**DATASET EXTRACT:**

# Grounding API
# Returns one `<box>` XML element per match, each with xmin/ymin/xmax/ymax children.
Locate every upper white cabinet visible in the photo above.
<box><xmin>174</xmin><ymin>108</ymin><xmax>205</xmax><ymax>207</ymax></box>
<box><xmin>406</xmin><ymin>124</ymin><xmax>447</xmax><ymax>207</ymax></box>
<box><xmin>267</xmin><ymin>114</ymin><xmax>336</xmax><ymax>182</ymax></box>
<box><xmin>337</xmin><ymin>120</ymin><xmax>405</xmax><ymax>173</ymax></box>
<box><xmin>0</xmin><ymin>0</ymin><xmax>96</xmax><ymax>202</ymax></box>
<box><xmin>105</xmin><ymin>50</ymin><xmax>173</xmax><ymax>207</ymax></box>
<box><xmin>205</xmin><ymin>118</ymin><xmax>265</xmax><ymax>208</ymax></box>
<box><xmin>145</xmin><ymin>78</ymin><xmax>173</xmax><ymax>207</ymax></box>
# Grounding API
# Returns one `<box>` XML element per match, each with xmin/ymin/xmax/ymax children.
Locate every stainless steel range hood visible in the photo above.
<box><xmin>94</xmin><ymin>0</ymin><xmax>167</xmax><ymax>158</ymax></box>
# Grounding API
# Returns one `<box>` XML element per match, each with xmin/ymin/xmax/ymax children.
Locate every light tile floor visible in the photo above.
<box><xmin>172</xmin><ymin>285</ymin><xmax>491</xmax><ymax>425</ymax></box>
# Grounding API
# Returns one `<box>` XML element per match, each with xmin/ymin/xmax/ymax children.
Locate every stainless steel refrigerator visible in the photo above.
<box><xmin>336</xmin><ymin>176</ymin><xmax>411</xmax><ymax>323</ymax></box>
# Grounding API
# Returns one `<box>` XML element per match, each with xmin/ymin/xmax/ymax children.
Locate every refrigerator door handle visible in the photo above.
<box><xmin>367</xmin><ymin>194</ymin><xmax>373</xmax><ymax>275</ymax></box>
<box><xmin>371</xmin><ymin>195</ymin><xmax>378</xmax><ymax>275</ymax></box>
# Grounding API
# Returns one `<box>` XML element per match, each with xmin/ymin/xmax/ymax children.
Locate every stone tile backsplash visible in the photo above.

**THE EXERCISE:** Copy out every line in the rows above that contains the word "tile".

**RESULT:**
Locate every light tile floor visible in the photo above.
Locate every stone tile backsplash visible in the photo above.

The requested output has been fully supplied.